Free-text object descriptions
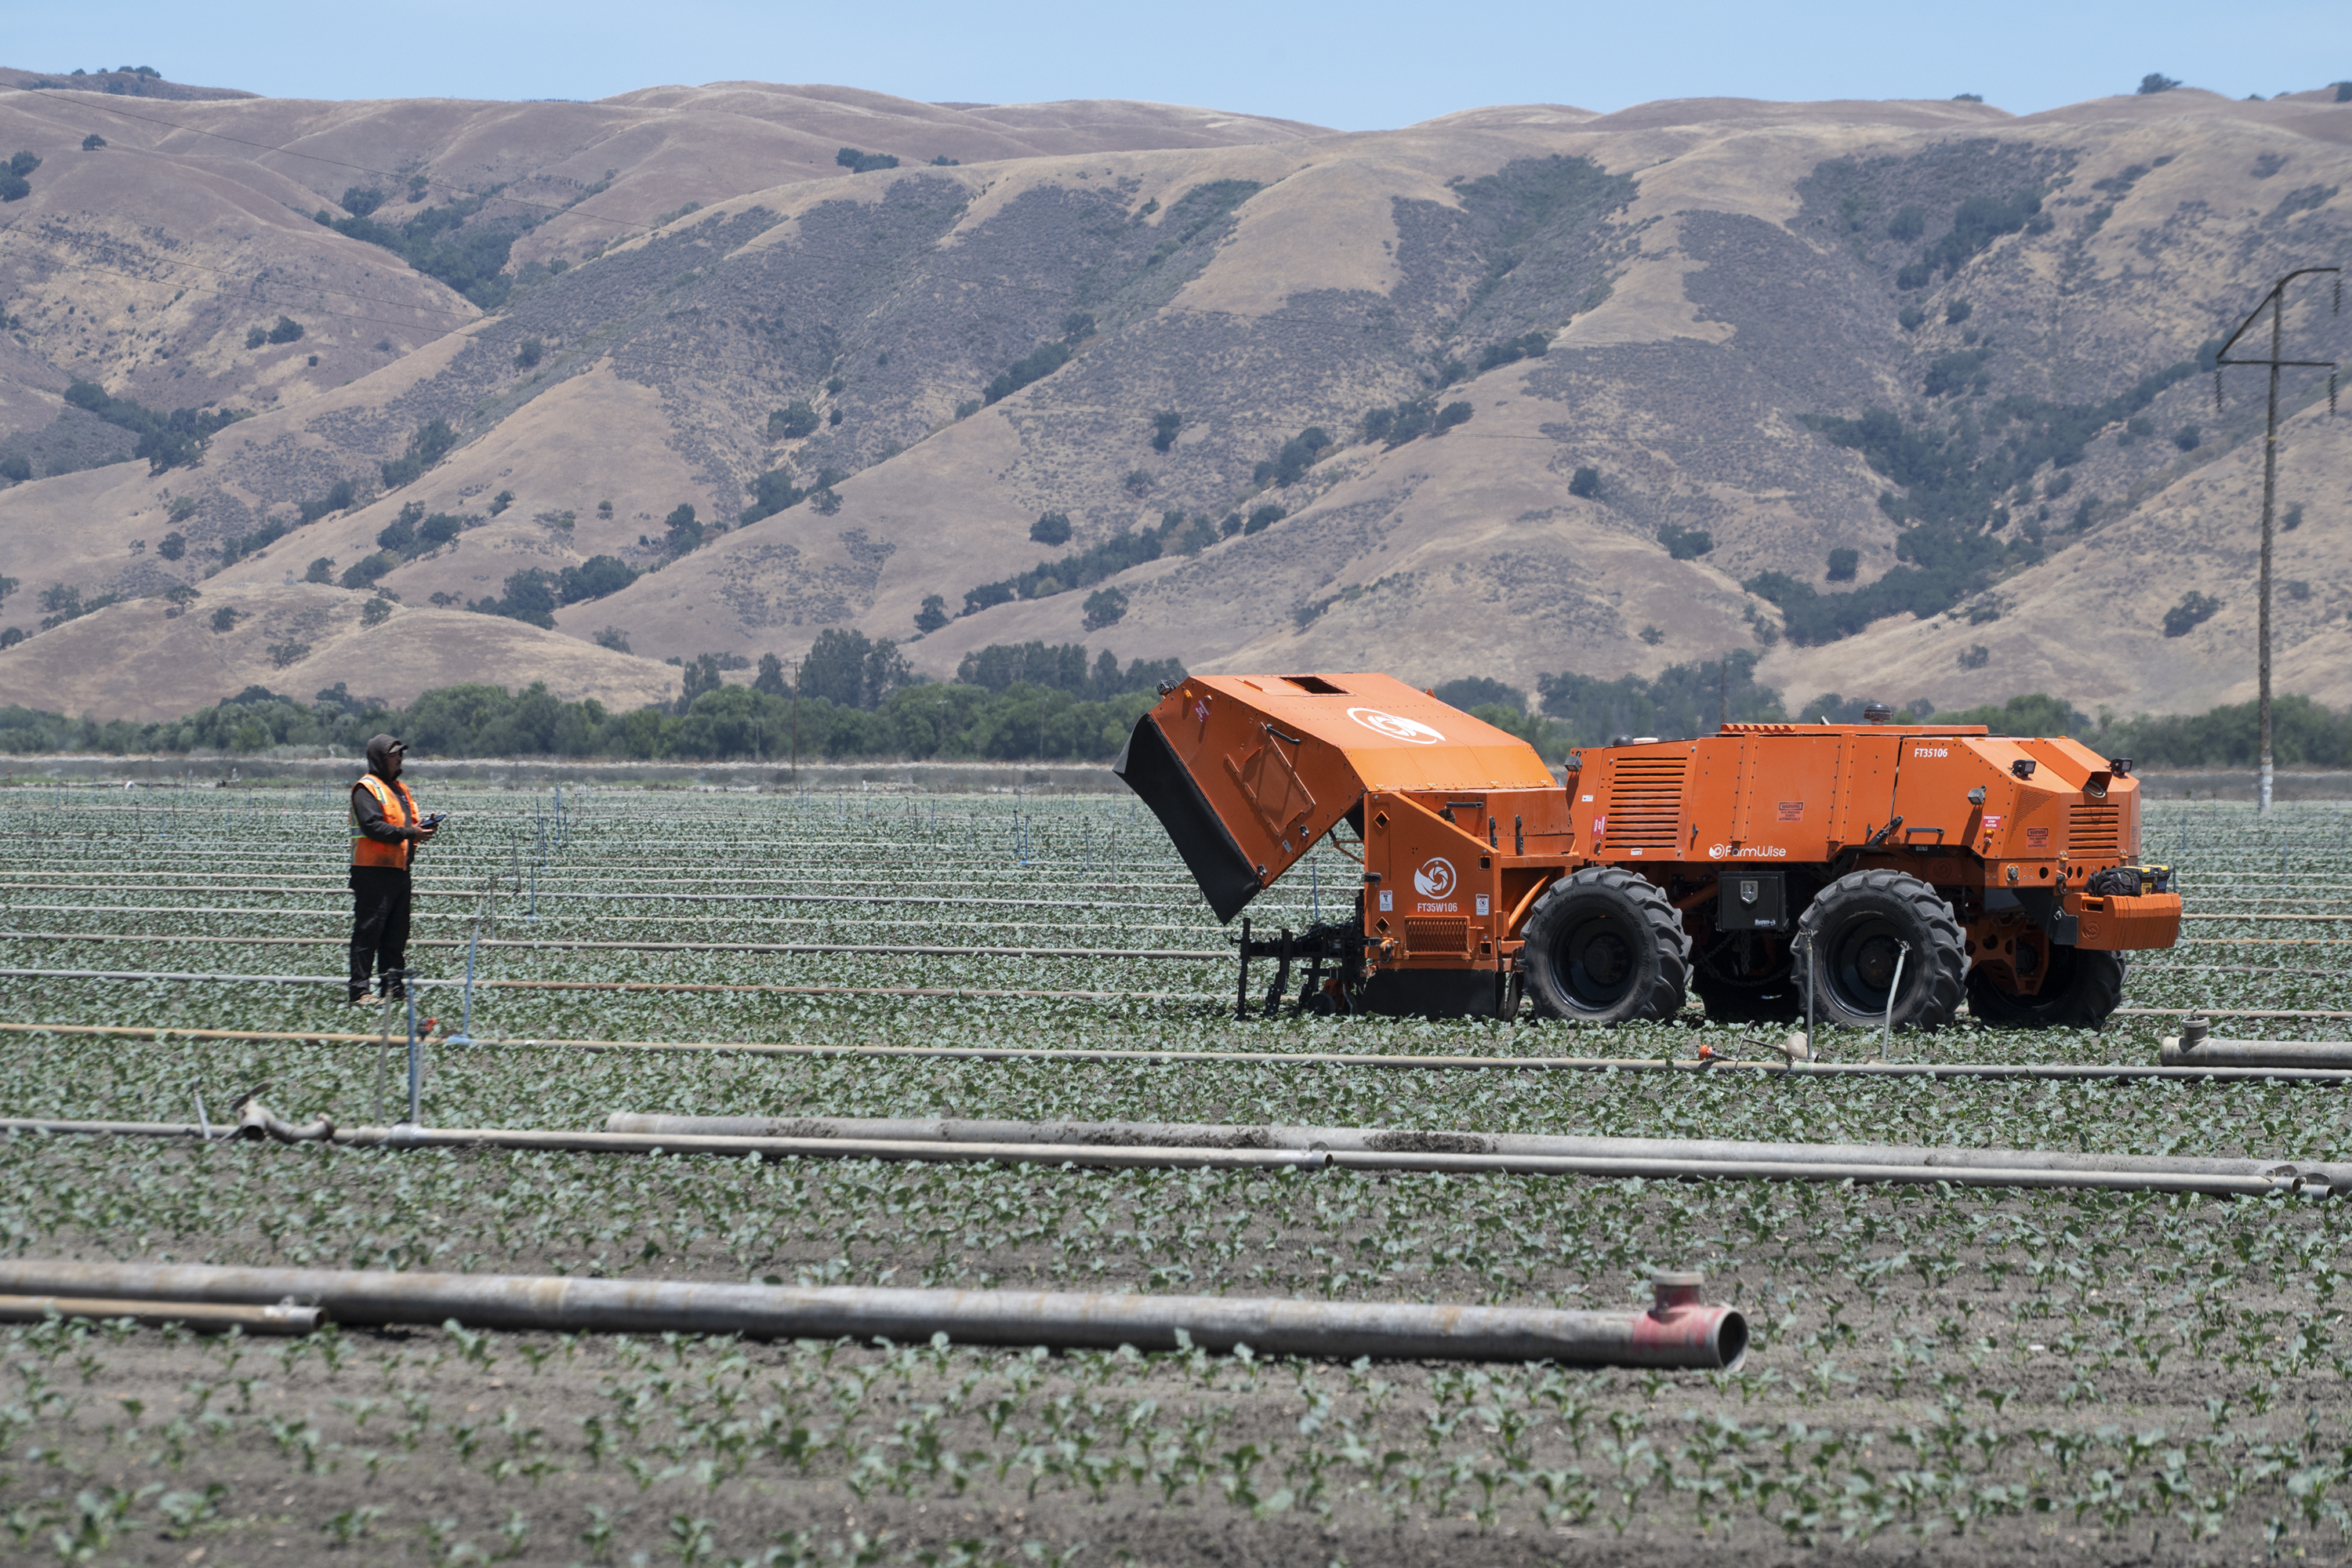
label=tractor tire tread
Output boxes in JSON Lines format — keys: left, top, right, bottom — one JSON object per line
{"left": 1523, "top": 866, "right": 1690, "bottom": 1025}
{"left": 1967, "top": 949, "right": 2128, "bottom": 1030}
{"left": 1793, "top": 869, "right": 1966, "bottom": 1032}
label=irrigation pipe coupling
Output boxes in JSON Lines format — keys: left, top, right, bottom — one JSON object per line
{"left": 0, "top": 1260, "right": 1748, "bottom": 1369}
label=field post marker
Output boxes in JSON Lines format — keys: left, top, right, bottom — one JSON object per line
{"left": 1803, "top": 931, "right": 1815, "bottom": 1051}
{"left": 1883, "top": 942, "right": 1910, "bottom": 1054}
{"left": 372, "top": 996, "right": 397, "bottom": 1123}
{"left": 405, "top": 982, "right": 422, "bottom": 1125}
{"left": 191, "top": 1080, "right": 209, "bottom": 1141}
{"left": 453, "top": 918, "right": 481, "bottom": 1044}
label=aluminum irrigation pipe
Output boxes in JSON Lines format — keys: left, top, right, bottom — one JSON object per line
{"left": 0, "top": 931, "right": 1232, "bottom": 960}
{"left": 2162, "top": 1019, "right": 2352, "bottom": 1068}
{"left": 5, "top": 1109, "right": 2339, "bottom": 1196}
{"left": 18, "top": 1021, "right": 2352, "bottom": 1081}
{"left": 0, "top": 969, "right": 1223, "bottom": 1003}
{"left": 611, "top": 1113, "right": 2352, "bottom": 1196}
{"left": 0, "top": 1260, "right": 1747, "bottom": 1367}
{"left": 0, "top": 883, "right": 1181, "bottom": 911}
{"left": 0, "top": 1293, "right": 320, "bottom": 1334}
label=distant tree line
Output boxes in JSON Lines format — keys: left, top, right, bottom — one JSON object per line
{"left": 0, "top": 636, "right": 1189, "bottom": 762}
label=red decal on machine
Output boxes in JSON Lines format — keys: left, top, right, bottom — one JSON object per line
{"left": 2026, "top": 826, "right": 2049, "bottom": 847}
{"left": 1776, "top": 801, "right": 1803, "bottom": 822}
{"left": 1980, "top": 815, "right": 2002, "bottom": 832}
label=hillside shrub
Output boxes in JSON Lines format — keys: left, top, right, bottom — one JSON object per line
{"left": 914, "top": 594, "right": 949, "bottom": 633}
{"left": 1435, "top": 401, "right": 1473, "bottom": 433}
{"left": 1475, "top": 331, "right": 1552, "bottom": 372}
{"left": 983, "top": 339, "right": 1074, "bottom": 405}
{"left": 768, "top": 402, "right": 818, "bottom": 440}
{"left": 1150, "top": 411, "right": 1181, "bottom": 452}
{"left": 158, "top": 532, "right": 185, "bottom": 561}
{"left": 739, "top": 469, "right": 805, "bottom": 525}
{"left": 1659, "top": 524, "right": 1714, "bottom": 560}
{"left": 2138, "top": 73, "right": 2181, "bottom": 95}
{"left": 1254, "top": 427, "right": 1331, "bottom": 488}
{"left": 1826, "top": 547, "right": 1858, "bottom": 581}
{"left": 1029, "top": 511, "right": 1072, "bottom": 546}
{"left": 339, "top": 553, "right": 397, "bottom": 590}
{"left": 0, "top": 456, "right": 29, "bottom": 481}
{"left": 834, "top": 147, "right": 899, "bottom": 173}
{"left": 379, "top": 419, "right": 458, "bottom": 488}
{"left": 663, "top": 504, "right": 702, "bottom": 554}
{"left": 297, "top": 477, "right": 360, "bottom": 524}
{"left": 1243, "top": 504, "right": 1285, "bottom": 535}
{"left": 305, "top": 557, "right": 335, "bottom": 583}
{"left": 515, "top": 337, "right": 543, "bottom": 368}
{"left": 1568, "top": 466, "right": 1602, "bottom": 499}
{"left": 2162, "top": 590, "right": 2222, "bottom": 637}
{"left": 1081, "top": 586, "right": 1127, "bottom": 630}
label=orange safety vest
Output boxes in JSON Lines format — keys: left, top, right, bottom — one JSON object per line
{"left": 350, "top": 774, "right": 419, "bottom": 870}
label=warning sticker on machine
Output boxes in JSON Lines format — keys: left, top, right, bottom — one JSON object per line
{"left": 2026, "top": 826, "right": 2050, "bottom": 847}
{"left": 1776, "top": 801, "right": 1804, "bottom": 821}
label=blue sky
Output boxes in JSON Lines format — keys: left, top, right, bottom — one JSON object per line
{"left": 24, "top": 1, "right": 2347, "bottom": 129}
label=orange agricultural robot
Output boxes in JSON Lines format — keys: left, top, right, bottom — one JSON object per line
{"left": 1115, "top": 673, "right": 2180, "bottom": 1029}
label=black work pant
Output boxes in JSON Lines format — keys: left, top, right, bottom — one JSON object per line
{"left": 349, "top": 866, "right": 412, "bottom": 996}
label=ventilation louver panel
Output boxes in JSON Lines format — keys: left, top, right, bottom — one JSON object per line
{"left": 1604, "top": 757, "right": 1687, "bottom": 849}
{"left": 2068, "top": 803, "right": 2122, "bottom": 858}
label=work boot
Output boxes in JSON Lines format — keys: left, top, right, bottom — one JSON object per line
{"left": 379, "top": 971, "right": 406, "bottom": 1000}
{"left": 347, "top": 988, "right": 372, "bottom": 1007}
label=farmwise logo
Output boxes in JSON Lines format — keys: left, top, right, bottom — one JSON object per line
{"left": 1348, "top": 708, "right": 1444, "bottom": 745}
{"left": 1414, "top": 857, "right": 1457, "bottom": 902}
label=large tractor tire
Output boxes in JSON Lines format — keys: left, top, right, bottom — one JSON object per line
{"left": 1521, "top": 867, "right": 1690, "bottom": 1025}
{"left": 1967, "top": 947, "right": 2127, "bottom": 1030}
{"left": 1791, "top": 870, "right": 1965, "bottom": 1032}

ABOUT THIS TASK - Retype the data above exactly. Do not carry over any images.

OUTPUT OF THE EXERCISE -
label=tractor tire tread
Output boxes in JSON Lines format — keys: left, top, right, bottom — one JSON object per line
{"left": 1523, "top": 866, "right": 1690, "bottom": 1025}
{"left": 1967, "top": 949, "right": 2128, "bottom": 1030}
{"left": 1793, "top": 869, "right": 1966, "bottom": 1032}
label=irrigation pipe coupling
Output boxes in JSON Lines format — keys: left, top, right, bottom — one JSON object per line
{"left": 0, "top": 1260, "right": 1748, "bottom": 1369}
label=field post marker
Output boxes in JSON Lines format — keys: left, top, right, bottom — one JSON object per line
{"left": 1803, "top": 931, "right": 1815, "bottom": 1051}
{"left": 1883, "top": 942, "right": 1910, "bottom": 1054}
{"left": 372, "top": 996, "right": 397, "bottom": 1123}
{"left": 405, "top": 982, "right": 422, "bottom": 1125}
{"left": 191, "top": 1080, "right": 209, "bottom": 1141}
{"left": 453, "top": 918, "right": 481, "bottom": 1044}
label=aluminum irrigation pipe
Output boxes in JSON Lines format — keys: left, top, right, bottom — one JSON object per line
{"left": 0, "top": 931, "right": 1232, "bottom": 960}
{"left": 2162, "top": 1019, "right": 2352, "bottom": 1068}
{"left": 5, "top": 1109, "right": 2339, "bottom": 1196}
{"left": 18, "top": 1021, "right": 2352, "bottom": 1081}
{"left": 0, "top": 969, "right": 1223, "bottom": 1003}
{"left": 611, "top": 1113, "right": 2352, "bottom": 1196}
{"left": 0, "top": 1260, "right": 1747, "bottom": 1367}
{"left": 0, "top": 883, "right": 1181, "bottom": 911}
{"left": 0, "top": 1293, "right": 320, "bottom": 1334}
label=distant tree line
Output boxes in JSON Lines format — keys: left, top, right, bottom — one JSON object per line
{"left": 0, "top": 636, "right": 1189, "bottom": 762}
label=red decal on machine
Output boxes in JSON Lines format — keys: left, top, right, bottom — one JSON object per line
{"left": 2026, "top": 826, "right": 2049, "bottom": 847}
{"left": 1776, "top": 801, "right": 1803, "bottom": 822}
{"left": 1980, "top": 815, "right": 2002, "bottom": 832}
label=hillside shrub
Output boxes in JSON Lines format — keys: left, top, right, bottom — one JSON object per line
{"left": 914, "top": 594, "right": 949, "bottom": 633}
{"left": 1435, "top": 401, "right": 1473, "bottom": 433}
{"left": 1475, "top": 331, "right": 1552, "bottom": 372}
{"left": 983, "top": 339, "right": 1074, "bottom": 405}
{"left": 768, "top": 402, "right": 818, "bottom": 440}
{"left": 1150, "top": 411, "right": 1181, "bottom": 452}
{"left": 158, "top": 532, "right": 185, "bottom": 561}
{"left": 739, "top": 469, "right": 805, "bottom": 525}
{"left": 1659, "top": 524, "right": 1714, "bottom": 560}
{"left": 2138, "top": 73, "right": 2181, "bottom": 95}
{"left": 1254, "top": 427, "right": 1331, "bottom": 488}
{"left": 1826, "top": 547, "right": 1858, "bottom": 581}
{"left": 1029, "top": 511, "right": 1072, "bottom": 546}
{"left": 339, "top": 553, "right": 397, "bottom": 590}
{"left": 0, "top": 456, "right": 29, "bottom": 481}
{"left": 834, "top": 147, "right": 899, "bottom": 173}
{"left": 379, "top": 419, "right": 458, "bottom": 488}
{"left": 663, "top": 504, "right": 702, "bottom": 554}
{"left": 297, "top": 477, "right": 360, "bottom": 524}
{"left": 1243, "top": 504, "right": 1285, "bottom": 535}
{"left": 305, "top": 557, "right": 335, "bottom": 583}
{"left": 515, "top": 337, "right": 543, "bottom": 368}
{"left": 1568, "top": 466, "right": 1602, "bottom": 499}
{"left": 2162, "top": 590, "right": 2222, "bottom": 637}
{"left": 1081, "top": 586, "right": 1127, "bottom": 630}
label=orange safety vest
Output boxes in JSON Lines format — keys: left, top, right, bottom — one JSON object per line
{"left": 350, "top": 774, "right": 419, "bottom": 870}
label=warning sticker on machine
Output boxes in JSON Lines format — keys: left, top, right, bottom — one JSON object per line
{"left": 2026, "top": 826, "right": 2050, "bottom": 847}
{"left": 1776, "top": 801, "right": 1804, "bottom": 821}
label=blue sky
Output boxes in JSON Lines format — keys: left, top, right, bottom — one JSON object per line
{"left": 24, "top": 1, "right": 2347, "bottom": 129}
label=orange agricultural robot
Output boxes in JSON Lines format — keys: left, top, right, bottom — one JSON object per line
{"left": 1115, "top": 673, "right": 2180, "bottom": 1029}
label=black work pant
Output boxes in JSON Lines format — keys: left, top, right, bottom — one JSON object per line
{"left": 349, "top": 866, "right": 412, "bottom": 996}
label=ventilation louver panel
Output boxes in JSON Lines format — keys: left, top, right, bottom — one JSON object per line
{"left": 1604, "top": 757, "right": 1687, "bottom": 849}
{"left": 2068, "top": 803, "right": 2122, "bottom": 858}
label=work boot
Output boxes in JSON Lines format — keys: left, top, right, bottom — one JSON object per line
{"left": 379, "top": 971, "right": 406, "bottom": 1000}
{"left": 347, "top": 988, "right": 372, "bottom": 1007}
label=farmwise logo
Output boxes in JSON Lines format — keys: left, top, right, bottom — one JSON object per line
{"left": 1348, "top": 708, "right": 1444, "bottom": 745}
{"left": 1414, "top": 857, "right": 1457, "bottom": 902}
label=large tractor tire
Output boxes in JSON Lines format — keys: left, top, right, bottom — one JSON object per line
{"left": 1521, "top": 867, "right": 1690, "bottom": 1025}
{"left": 1967, "top": 947, "right": 2127, "bottom": 1030}
{"left": 1791, "top": 870, "right": 1965, "bottom": 1032}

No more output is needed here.